*AIM OF THE EXERCISE:* Could you give everything from "TB is highly" down to "disease to others." in the article on tuberculosis in Alaska again, substituting "health authorities" for "public health officials"?

*EXCERPT PROVIDED:*
Thursday, May 23, 2013
Alaska: Highest Rates of Tuberculosis in U.S.
The infectious disease is highly contagious and if untreated, can be deadly.
Rates of tuberculosis in Alaska are among the highest in the United States, and perhaps equally alarming is that most people infected with the disease don't even know they have it.
Plain and simple: leaving the disease untreated could result in death.
TB is highly contagious and public health officials are trying to educate Alaskans with the hope that they will recognize the symptoms before exposing the disease to others.
“TB is a very big problem in Alaska,” said Dr. Michael Cooper, head of the State of Alaska’s Infectious Disease program.
“Untreated, it has a very high mortality rate. A lot of those people will succumb to that disease. If the TB disease grows in their lungs, they could be spreading it out through simply coughing or sneezing,” said Wendy Walters, program manager for Disease Prevention and Control for the Municipality of Anchorage.
Cooper said there are people walking around Alaska with latent tuberculosis who are completely unaware that they have it.
Tuberculosis is 100 percent treatable. The Municipality of Anchorage even provides the necessary drugs free of charge, including visits, if someone is diagnosed with TB. The treatment of tuberculosis is a lengthy process that can take up to two years to complete.
“To treat one straightforward case of active TB disease, it requires over 50 visits for medication administration over the course of six months,” said Cooper.
“We try to get in and hit it hard, so to speak, with drug therapy [and] with monitoring,” Walters explained.
The battle to control TB is challenging both city and state officials who are endeavoring to educate Alaskans. Part of the effort includes conducting TB screenings.
“Every sweep, it seems, whether it’s two different villages or the city of Anchorage, we will frequently turn up people,” said Cooper.
“We're looking at symptoms that have hung around for two, maybe three weeks or even longer and there is no other reasonable explanation for them,” said Walters.
It’s an aggressive tactic that is so far proving to be effective, providing that people are willing to cooperate.
“Treatment is not fun...it’s not easy. It takes a very long time but it’s very doable,” said Cooper.
While the disease affects both young and old and those of all races, Alaska Natives, Asians, and Pacific Islanders are at a higher risk of being infected because of the isolated areas they may come from like a village or foreign country that doesn't have medications to treat it.

*SUPPLIED MATERIAL:*
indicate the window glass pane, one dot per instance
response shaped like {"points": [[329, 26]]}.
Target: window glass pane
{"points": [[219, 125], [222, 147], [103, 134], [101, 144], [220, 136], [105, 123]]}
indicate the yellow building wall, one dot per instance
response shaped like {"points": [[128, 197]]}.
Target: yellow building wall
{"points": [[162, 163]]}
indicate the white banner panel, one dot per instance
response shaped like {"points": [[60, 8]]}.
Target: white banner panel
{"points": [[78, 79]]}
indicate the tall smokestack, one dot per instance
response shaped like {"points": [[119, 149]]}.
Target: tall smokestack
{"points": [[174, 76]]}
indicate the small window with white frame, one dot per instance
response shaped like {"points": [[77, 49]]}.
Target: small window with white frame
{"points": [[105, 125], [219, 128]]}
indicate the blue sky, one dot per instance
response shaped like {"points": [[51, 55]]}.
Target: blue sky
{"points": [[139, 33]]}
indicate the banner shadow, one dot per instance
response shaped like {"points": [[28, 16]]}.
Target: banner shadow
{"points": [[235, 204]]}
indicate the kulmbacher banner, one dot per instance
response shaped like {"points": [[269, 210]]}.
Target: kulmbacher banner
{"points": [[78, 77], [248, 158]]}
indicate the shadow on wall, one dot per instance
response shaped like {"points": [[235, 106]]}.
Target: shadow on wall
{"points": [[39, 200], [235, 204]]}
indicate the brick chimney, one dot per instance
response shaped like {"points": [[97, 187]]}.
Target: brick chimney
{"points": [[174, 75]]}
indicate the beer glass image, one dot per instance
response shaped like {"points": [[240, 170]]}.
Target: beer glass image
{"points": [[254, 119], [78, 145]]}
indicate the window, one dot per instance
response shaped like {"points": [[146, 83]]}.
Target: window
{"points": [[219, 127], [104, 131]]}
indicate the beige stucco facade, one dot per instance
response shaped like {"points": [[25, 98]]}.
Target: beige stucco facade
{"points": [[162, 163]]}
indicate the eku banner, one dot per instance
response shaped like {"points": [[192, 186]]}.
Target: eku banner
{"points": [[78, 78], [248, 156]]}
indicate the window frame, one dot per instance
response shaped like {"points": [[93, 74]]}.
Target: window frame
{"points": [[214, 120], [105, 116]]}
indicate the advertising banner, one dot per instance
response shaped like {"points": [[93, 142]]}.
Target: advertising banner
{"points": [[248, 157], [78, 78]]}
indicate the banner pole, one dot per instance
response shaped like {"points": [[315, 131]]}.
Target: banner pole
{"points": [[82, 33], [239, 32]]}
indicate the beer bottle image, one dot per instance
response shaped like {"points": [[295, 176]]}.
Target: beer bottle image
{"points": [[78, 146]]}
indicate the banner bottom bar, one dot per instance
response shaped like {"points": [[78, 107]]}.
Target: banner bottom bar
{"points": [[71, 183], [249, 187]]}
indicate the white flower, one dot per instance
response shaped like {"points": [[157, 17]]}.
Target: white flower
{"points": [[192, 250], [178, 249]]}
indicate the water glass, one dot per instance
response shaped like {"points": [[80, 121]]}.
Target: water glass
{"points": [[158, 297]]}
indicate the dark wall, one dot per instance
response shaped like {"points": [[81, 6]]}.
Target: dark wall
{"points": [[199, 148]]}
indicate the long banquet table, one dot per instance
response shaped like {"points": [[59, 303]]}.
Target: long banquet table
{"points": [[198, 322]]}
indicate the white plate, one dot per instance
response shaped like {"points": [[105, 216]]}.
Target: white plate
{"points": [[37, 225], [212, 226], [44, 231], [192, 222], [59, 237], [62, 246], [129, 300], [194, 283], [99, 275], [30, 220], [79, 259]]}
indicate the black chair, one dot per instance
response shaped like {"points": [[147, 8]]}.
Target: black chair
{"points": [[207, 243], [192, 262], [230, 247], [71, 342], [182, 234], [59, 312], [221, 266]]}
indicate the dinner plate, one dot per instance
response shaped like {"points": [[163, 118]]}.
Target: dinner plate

*EXERCISE RESULT:*
TB is highly contagious and health authorities are trying to educate Alaskans with the hope that they will recognize the symptoms before exposing the disease to others.